_ЗАДАНИЕ 1_
Процитируйте листинг без изменений: начните с его первой строки и закончите строкой, в которой стоит «[52,63,251,139]». Отметки о картинках в ответ не включайте.

_СТАТЬЯ_

Гайдуцкие обычаи, вне их военных подвигов, очевидно должны были быть те же народные обычаи. И в Сербии, и в Болгарии гайдуки очень благочестивы: гайдук молится под зеленой елью; умирая, он завещает часть своих денег в афонский монастырь; он дает деньги на поминовение убитых сподвижников; гайдук уважает духовное лицо, «калугера». Между ними очень распространен общенародный, [718] полурелигиозный обычай «побратимства», заключения братства, которое было теснейшим и священнейшим союзом — обычай, весьма известный во всем южном славянстве, а также и в старой России, и для которого установлен был даже особый церковный обряд. Измена побратимству было величайшее, гнусное преступление.

Перед началом дела считается необходимым «помянуть Бога истинного», и арамбаша обращается иногда с речью к своим товарищам, напр.: «братья мои, не пугайтесь; выставьте долгие ружья и идите со мной под гору, в тесные проходы; устройте земляные окопы, камнями заслоните груди и высуньте ружья; тут подождем мы отряд врага. Братия моя и дружина по всему ряду! Смотрите, не уязвила б кого змея, не выстрелил бы он из ружья прежде, чем выстрелит первое мое!». За этим следует распределение, в кого метить. В другой песне, арамбаша говорит: «Пока не ударит мое ружье, пусть никто не стреляет из ружья; а как мое ударит, стреляйте все разом. Тогда помяните единого Бога, схватите острое железо и разом вылетайте все на дорогу. А потом — что Бог даст и счастье от Бога».

_Данные разметки изображений_

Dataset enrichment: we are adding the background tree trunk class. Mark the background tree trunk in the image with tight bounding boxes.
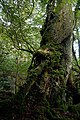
[0,0,74,120]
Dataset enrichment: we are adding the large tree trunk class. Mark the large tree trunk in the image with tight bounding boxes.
[0,0,73,120]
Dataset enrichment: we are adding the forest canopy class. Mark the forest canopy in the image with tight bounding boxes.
[0,0,80,120]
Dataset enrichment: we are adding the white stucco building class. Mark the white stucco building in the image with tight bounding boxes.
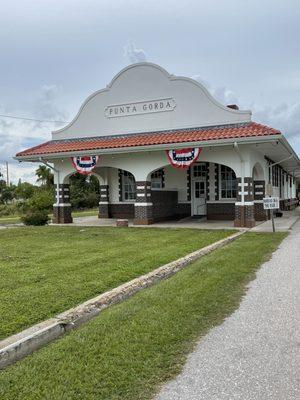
[16,63,300,227]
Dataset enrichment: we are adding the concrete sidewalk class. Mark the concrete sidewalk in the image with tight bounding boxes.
[70,207,300,232]
[251,207,300,232]
[156,222,300,400]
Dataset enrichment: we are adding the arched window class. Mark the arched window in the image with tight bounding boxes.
[122,171,136,201]
[220,165,237,199]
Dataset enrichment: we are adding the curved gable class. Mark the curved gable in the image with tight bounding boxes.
[52,63,251,139]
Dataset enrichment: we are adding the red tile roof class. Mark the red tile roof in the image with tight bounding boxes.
[16,122,280,157]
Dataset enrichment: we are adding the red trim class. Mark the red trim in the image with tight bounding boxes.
[71,156,97,175]
[17,122,280,157]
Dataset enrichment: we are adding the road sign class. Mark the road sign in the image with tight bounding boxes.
[263,197,279,210]
[266,183,273,196]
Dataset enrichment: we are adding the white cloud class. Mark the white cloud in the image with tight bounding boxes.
[0,85,66,183]
[123,41,147,64]
[192,75,300,153]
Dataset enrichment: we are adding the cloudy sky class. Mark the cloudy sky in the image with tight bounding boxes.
[0,0,300,182]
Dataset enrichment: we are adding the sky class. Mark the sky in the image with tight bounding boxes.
[0,0,300,183]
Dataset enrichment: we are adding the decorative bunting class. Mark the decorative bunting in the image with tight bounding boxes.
[71,156,99,175]
[166,147,202,169]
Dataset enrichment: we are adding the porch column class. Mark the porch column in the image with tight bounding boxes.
[234,177,255,228]
[98,185,109,218]
[53,183,73,224]
[253,180,268,221]
[133,181,153,225]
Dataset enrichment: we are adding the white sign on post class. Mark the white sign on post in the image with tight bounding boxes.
[263,197,279,210]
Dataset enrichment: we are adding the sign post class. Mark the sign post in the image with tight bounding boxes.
[263,197,279,232]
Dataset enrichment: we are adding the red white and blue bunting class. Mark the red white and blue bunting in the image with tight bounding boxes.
[166,147,202,169]
[71,156,99,175]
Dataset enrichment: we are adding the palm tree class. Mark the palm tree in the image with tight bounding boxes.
[35,165,54,188]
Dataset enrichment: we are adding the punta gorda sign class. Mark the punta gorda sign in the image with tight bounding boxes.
[105,97,176,118]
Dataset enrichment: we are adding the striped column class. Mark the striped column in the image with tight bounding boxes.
[133,181,153,225]
[52,183,73,224]
[253,180,268,221]
[234,177,255,228]
[98,185,109,218]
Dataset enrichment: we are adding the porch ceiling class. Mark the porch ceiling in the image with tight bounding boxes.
[252,137,300,178]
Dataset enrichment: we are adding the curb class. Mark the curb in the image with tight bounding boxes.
[0,230,246,369]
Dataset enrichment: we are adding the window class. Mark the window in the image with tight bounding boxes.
[193,163,206,178]
[220,165,236,199]
[151,169,164,189]
[122,171,136,201]
[195,181,205,199]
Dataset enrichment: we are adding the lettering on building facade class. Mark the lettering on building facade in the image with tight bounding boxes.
[105,97,176,118]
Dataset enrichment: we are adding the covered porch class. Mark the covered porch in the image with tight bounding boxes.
[50,143,296,228]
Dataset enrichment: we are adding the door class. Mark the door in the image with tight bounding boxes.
[192,177,206,215]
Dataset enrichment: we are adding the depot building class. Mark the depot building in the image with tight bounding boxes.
[16,63,300,227]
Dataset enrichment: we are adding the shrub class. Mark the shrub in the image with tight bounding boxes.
[26,189,54,212]
[21,210,50,226]
[0,204,19,217]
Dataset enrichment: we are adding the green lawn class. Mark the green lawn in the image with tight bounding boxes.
[0,226,232,339]
[0,216,21,225]
[0,233,285,400]
[0,209,98,225]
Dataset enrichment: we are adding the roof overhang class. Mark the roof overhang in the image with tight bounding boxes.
[14,134,284,162]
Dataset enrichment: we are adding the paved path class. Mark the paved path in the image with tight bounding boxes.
[156,221,300,400]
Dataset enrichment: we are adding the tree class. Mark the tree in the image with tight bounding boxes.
[15,182,36,200]
[35,165,54,189]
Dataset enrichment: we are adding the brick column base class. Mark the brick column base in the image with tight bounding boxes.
[234,204,255,228]
[53,183,73,224]
[98,201,109,218]
[133,203,154,225]
[98,185,109,218]
[52,205,73,224]
[133,181,153,225]
[254,202,268,221]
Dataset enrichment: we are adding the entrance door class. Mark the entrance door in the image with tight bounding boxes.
[192,176,206,215]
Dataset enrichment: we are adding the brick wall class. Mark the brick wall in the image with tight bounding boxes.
[207,203,235,221]
[152,190,178,222]
[108,203,134,219]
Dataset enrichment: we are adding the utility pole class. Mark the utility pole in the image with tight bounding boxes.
[5,161,9,186]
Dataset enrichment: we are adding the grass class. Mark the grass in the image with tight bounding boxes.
[0,233,285,400]
[0,226,232,339]
[0,216,21,225]
[0,209,99,225]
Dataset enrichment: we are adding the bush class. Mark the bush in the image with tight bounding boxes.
[21,210,50,226]
[26,189,54,212]
[0,204,20,217]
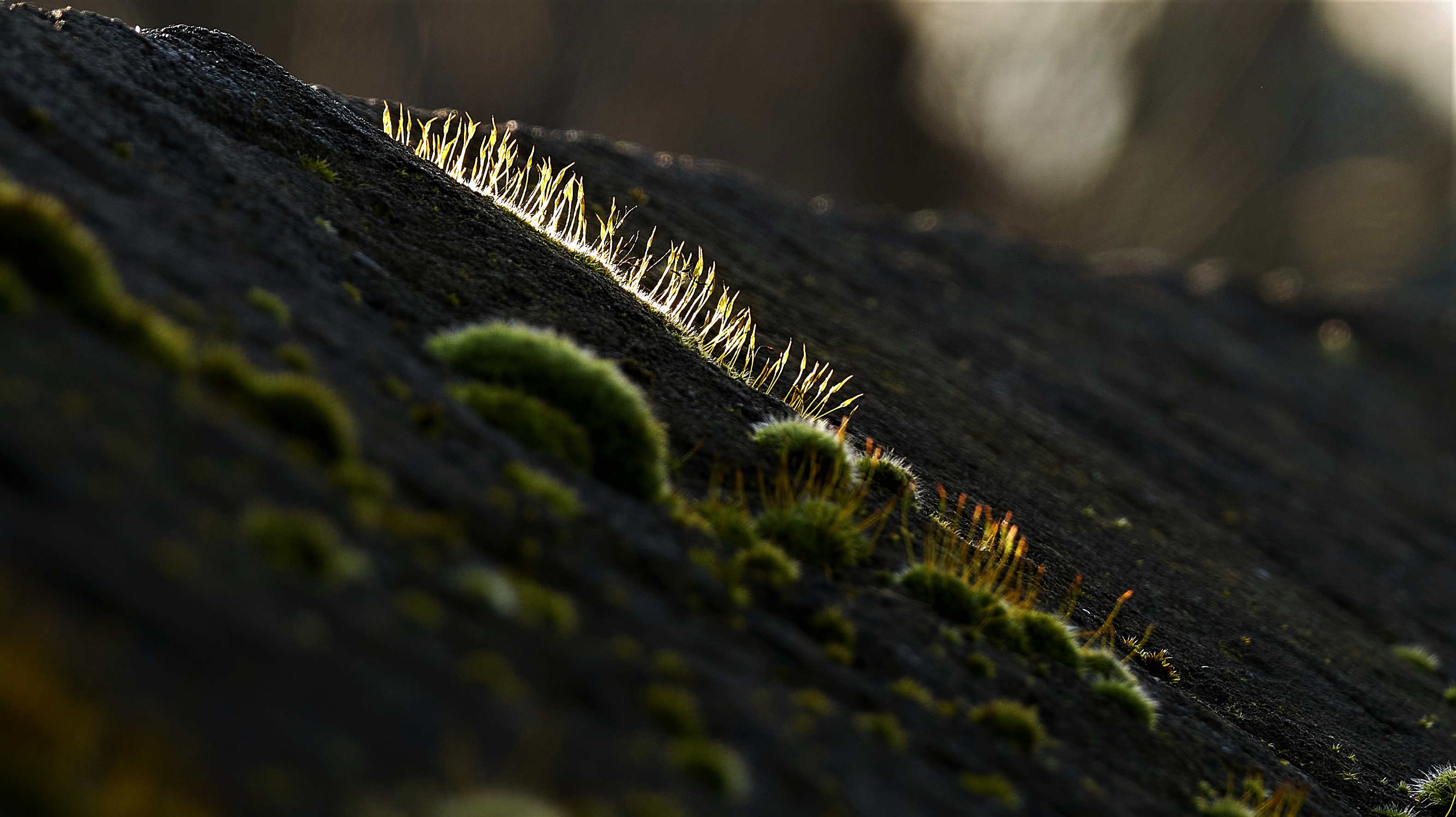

_ЗАДАНИЕ 2_
Напечатайте целиком и без изменений статью о гайдуцких обычаях.

_ПРАВИЛЬНЫЙ ОТВЕТ 1_
Dataset enrichment: we are adding the background tree trunk class. Mark the background tree trunk in the image with tight bounding boxes.
[0,0,74,120]
Dataset enrichment: we are adding the large tree trunk class. Mark the large tree trunk in the image with tight bounding boxes.
[0,0,73,120]
Dataset enrichment: we are adding the forest canopy class. Mark the forest canopy in the image with tight bounding boxes.
[0,0,80,120]
Dataset enrichment: we are adding the white stucco building class. Mark the white stucco building in the image with tight bounding boxes.
[16,63,300,227]
Dataset enrichment: we are adding the concrete sidewalk class. Mark the concrete sidewalk in the image with tight bounding boxes.
[70,207,300,232]
[251,207,300,232]
[156,222,300,400]
Dataset enrichment: we are adding the arched window class. Mark the arched window in the image with tight bounding boxes.
[122,171,136,201]
[220,165,237,199]
Dataset enrichment: we are adding the curved gable class. Mark the curved gable in the image with tight bounding boxes.
[52,63,251,139]

_ПРАВИЛЬНЫЙ ОТВЕТ 2_
Гайдуцкие обычаи, вне их военных подвигов, очевидно должны были быть те же народные обычаи. И в Сербии, и в Болгарии гайдуки очень благочестивы: гайдук молится под зеленой елью; умирая, он завещает часть своих денег в афонский монастырь; он дает деньги на поминовение убитых сподвижников; гайдук уважает духовное лицо, «калугера». Между ними очень распространен общенародный, [718] полурелигиозный обычай «побратимства», заключения братства, которое было теснейшим и священнейшим союзом — обычай, весьма известный во всем южном славянстве, а также и в старой России, и для которого установлен был даже особый церковный обряд. Измена побратимству было величайшее, гнусное преступление.

Перед началом дела считается необходимым «помянуть Бога истинного», и арамбаша обращается иногда с речью к своим товарищам, напр.: «братья мои, не пугайтесь; выставьте долгие ружья и идите со мной под гору, в тесные проходы; устройте земляные окопы, камнями заслоните груди и высуньте ружья; тут подождем мы отряд врага. Братия моя и дружина по всему ряду! Смотрите, не уязвила б кого змея, не выстрелил бы он из ружья прежде, чем выстрелит первое мое!». За этим следует распределение, в кого метить. В другой песне, арамбаша говорит: «Пока не ударит мое ружье, пусть никто не стреляет из ружья; а как мое ударит, стреляйте все разом. Тогда помяните единого Бога, схватите острое железо и разом вылетайте все на дорогу. А потом — что Бог даст и счастье от Бога».